DIRECTIONS FOR THIS TASK:
Write out only the lines running from the one that contains "Could you please pick out the utility" to the end of the material, both ends included.
#### MATERIAL PROVIDED ####
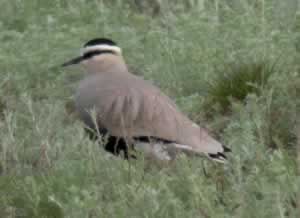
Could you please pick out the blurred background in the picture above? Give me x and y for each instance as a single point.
(232, 66)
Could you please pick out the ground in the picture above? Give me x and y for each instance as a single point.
(50, 168)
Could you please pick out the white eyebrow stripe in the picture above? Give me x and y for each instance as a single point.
(112, 48)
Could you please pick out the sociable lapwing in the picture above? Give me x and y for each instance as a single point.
(133, 111)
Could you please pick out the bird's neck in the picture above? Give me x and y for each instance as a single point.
(106, 64)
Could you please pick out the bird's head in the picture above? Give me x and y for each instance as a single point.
(96, 53)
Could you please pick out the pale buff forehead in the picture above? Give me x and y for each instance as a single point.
(112, 48)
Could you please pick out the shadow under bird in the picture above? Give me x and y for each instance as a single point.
(133, 111)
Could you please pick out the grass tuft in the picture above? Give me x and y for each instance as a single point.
(236, 80)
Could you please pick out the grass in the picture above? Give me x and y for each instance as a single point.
(49, 167)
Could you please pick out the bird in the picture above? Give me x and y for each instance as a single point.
(132, 111)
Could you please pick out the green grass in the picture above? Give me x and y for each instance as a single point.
(49, 167)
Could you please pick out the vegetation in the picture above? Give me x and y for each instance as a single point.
(49, 167)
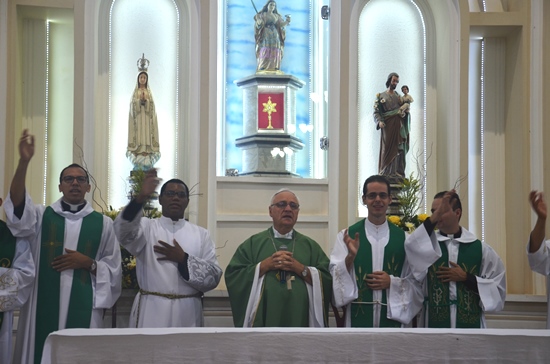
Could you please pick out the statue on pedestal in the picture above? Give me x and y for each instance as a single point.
(270, 34)
(394, 138)
(143, 142)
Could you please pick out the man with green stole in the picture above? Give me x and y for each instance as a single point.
(279, 277)
(463, 277)
(16, 278)
(371, 278)
(77, 257)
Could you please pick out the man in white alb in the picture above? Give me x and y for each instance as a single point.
(175, 260)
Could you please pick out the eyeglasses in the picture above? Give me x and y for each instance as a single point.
(284, 204)
(70, 179)
(382, 195)
(171, 194)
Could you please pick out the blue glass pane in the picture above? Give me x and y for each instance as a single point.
(241, 62)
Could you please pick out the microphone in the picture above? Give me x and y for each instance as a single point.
(282, 273)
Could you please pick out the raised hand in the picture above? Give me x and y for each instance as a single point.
(538, 204)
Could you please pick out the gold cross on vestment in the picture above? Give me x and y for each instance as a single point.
(51, 246)
(289, 282)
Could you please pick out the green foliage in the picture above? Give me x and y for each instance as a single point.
(409, 198)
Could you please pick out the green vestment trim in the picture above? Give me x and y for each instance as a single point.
(81, 299)
(394, 257)
(439, 303)
(7, 251)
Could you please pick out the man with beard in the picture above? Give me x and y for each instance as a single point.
(394, 137)
(175, 259)
(370, 271)
(77, 257)
(279, 277)
(463, 277)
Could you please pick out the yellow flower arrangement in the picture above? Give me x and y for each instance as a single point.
(408, 199)
(394, 219)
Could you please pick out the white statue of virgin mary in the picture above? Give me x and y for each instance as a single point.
(143, 141)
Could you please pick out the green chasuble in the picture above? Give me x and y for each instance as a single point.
(394, 257)
(278, 306)
(468, 313)
(7, 251)
(81, 299)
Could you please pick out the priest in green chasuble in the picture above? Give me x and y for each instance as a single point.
(372, 280)
(279, 277)
(76, 254)
(463, 277)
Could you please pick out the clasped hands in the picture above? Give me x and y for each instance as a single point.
(281, 260)
(172, 253)
(451, 274)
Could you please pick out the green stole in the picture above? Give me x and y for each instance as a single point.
(468, 313)
(7, 251)
(394, 257)
(81, 299)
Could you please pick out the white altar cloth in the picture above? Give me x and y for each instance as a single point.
(296, 345)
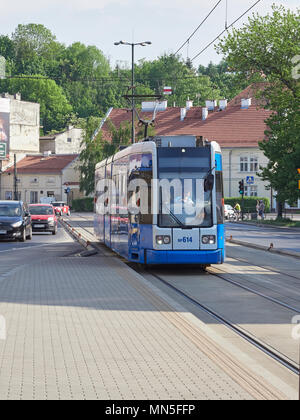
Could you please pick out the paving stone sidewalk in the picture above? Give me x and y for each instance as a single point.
(78, 329)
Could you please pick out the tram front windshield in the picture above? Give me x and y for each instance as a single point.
(182, 200)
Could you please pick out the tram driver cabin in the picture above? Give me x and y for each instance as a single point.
(160, 201)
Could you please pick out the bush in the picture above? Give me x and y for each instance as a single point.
(249, 203)
(83, 204)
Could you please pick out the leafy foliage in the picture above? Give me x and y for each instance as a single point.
(96, 149)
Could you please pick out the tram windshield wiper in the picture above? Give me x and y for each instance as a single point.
(170, 212)
(176, 219)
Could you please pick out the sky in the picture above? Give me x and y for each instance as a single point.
(166, 23)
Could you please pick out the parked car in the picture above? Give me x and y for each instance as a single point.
(15, 221)
(228, 211)
(61, 208)
(43, 218)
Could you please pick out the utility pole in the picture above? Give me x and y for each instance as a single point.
(132, 94)
(143, 44)
(15, 178)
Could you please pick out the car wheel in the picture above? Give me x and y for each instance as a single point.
(23, 237)
(30, 234)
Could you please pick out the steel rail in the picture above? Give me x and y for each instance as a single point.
(274, 354)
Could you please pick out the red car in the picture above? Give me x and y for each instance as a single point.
(43, 218)
(61, 208)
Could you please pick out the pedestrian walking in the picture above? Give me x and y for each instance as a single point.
(261, 211)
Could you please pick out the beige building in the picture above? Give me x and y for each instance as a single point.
(65, 142)
(40, 176)
(23, 127)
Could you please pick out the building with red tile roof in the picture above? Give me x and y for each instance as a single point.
(238, 127)
(43, 175)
####
RESULT OF THE TASK:
Could you please pick out the utility pole in the picture above? Give me x and y for each instance as a single point.
(132, 94)
(143, 44)
(15, 178)
Could you please pick out the car wheel in the picture above? Give me x and y for each instance as a single point.
(23, 237)
(30, 234)
Could you please pick out the steel rail in the picture above? Give me x and y for each instance as a single point.
(274, 354)
Could you please pick out the red car in the picture above? Give me x and y for each instance as a single point.
(43, 218)
(61, 208)
Could you please pick out the pedestrian walking in the picture above? Give me x and y for each instance as a single point.
(261, 211)
Could you please pick out the beige building in the picture above? Give me x and y for each instance as a single point.
(65, 142)
(40, 176)
(23, 127)
Could you please pick out the building with red tile roof in the picture above? Give me x and y for each instance as a single point.
(238, 127)
(43, 175)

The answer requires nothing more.